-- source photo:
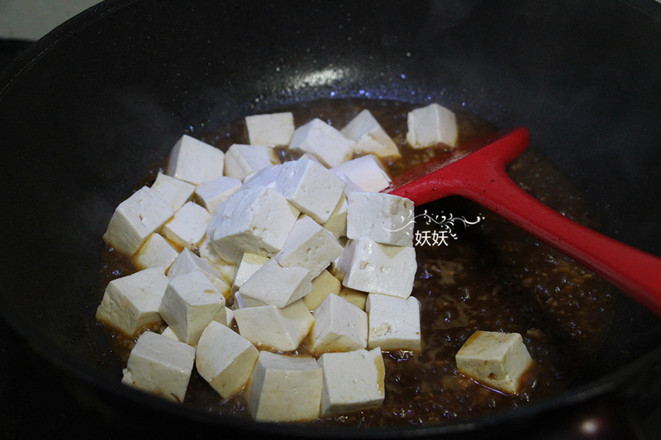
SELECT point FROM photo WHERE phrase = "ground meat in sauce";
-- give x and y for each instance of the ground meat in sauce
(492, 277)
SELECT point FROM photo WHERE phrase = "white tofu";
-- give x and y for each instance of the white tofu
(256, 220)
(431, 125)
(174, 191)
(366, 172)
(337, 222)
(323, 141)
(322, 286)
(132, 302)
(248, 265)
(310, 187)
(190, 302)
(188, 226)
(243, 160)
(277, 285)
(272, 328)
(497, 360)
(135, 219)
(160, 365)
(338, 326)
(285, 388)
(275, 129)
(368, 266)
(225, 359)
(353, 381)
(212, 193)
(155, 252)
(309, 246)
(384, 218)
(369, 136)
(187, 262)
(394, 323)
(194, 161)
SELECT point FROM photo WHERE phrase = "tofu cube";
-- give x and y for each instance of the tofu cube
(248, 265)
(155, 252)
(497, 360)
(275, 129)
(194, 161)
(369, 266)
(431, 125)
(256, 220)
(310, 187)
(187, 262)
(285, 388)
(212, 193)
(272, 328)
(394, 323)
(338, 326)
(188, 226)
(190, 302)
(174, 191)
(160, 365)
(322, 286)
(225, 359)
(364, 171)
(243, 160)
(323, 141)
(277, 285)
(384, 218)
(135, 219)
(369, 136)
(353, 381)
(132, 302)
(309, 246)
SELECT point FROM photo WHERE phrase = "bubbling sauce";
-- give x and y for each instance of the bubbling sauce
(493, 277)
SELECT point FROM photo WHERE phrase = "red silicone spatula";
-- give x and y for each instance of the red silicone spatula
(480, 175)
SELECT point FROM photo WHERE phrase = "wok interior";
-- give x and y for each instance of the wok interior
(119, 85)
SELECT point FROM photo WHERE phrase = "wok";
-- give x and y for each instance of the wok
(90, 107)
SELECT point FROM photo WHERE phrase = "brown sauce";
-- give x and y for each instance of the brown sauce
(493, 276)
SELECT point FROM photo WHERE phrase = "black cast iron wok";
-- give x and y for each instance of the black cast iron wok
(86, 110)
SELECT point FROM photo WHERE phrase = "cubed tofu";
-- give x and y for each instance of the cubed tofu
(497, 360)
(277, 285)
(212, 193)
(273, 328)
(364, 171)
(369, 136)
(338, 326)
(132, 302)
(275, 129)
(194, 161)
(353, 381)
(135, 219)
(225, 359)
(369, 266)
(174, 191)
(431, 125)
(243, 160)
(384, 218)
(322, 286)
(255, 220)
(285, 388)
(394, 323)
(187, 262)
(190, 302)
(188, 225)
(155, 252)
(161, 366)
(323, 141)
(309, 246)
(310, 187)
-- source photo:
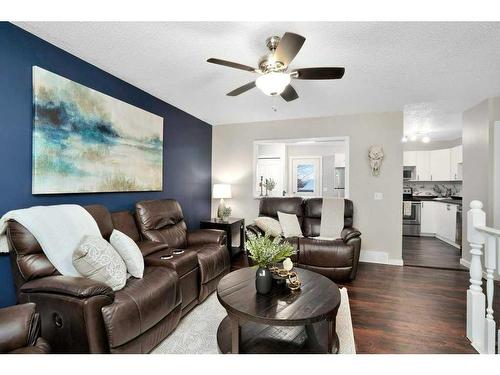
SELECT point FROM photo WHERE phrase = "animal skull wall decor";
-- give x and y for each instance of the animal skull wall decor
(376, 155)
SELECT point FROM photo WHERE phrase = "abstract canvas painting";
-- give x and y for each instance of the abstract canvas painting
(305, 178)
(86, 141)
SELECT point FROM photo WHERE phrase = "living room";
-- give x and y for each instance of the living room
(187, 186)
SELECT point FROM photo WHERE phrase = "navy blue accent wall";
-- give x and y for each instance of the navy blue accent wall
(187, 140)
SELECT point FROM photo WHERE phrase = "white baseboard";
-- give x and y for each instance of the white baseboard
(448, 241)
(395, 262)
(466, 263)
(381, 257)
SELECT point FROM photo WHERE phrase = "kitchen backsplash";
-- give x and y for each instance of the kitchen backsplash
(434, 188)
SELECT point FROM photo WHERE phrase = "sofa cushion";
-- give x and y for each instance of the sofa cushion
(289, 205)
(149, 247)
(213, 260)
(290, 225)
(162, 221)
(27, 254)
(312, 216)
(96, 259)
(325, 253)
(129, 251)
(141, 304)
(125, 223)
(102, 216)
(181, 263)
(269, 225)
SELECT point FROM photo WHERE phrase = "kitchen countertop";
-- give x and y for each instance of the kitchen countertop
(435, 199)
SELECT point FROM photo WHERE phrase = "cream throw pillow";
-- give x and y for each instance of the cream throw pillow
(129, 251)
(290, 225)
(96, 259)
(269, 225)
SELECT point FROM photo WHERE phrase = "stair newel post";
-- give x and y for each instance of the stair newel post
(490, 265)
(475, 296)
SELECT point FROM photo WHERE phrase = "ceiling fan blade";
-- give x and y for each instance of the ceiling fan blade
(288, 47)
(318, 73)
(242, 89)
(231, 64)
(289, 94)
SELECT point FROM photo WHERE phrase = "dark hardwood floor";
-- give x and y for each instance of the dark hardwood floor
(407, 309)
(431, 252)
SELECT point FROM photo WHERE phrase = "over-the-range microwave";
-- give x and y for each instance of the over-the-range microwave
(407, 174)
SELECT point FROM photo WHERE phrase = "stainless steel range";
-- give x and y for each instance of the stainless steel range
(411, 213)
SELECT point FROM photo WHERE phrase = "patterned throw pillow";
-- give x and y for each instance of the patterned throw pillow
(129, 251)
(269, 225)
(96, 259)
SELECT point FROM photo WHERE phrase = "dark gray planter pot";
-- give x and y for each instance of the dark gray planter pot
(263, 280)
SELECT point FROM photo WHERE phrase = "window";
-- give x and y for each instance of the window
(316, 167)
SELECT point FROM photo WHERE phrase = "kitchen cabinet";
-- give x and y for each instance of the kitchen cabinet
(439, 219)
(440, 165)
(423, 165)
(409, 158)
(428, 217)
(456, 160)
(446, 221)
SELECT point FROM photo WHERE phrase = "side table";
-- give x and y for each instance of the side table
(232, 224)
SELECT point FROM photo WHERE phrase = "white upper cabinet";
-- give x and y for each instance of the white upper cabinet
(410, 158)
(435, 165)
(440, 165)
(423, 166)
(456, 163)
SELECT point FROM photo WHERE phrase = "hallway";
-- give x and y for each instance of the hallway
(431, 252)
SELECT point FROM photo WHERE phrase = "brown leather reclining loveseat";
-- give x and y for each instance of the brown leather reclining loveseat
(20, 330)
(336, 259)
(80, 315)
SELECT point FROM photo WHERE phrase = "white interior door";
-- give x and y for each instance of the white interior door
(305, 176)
▬▬▬▬▬▬▬▬▬▬
Find "the white interior door" in the data above, then repeat that line and all lines after it exactly, ending with the final line.

* Answer box:
-- give x and y for each instance of the white interior door
(305, 176)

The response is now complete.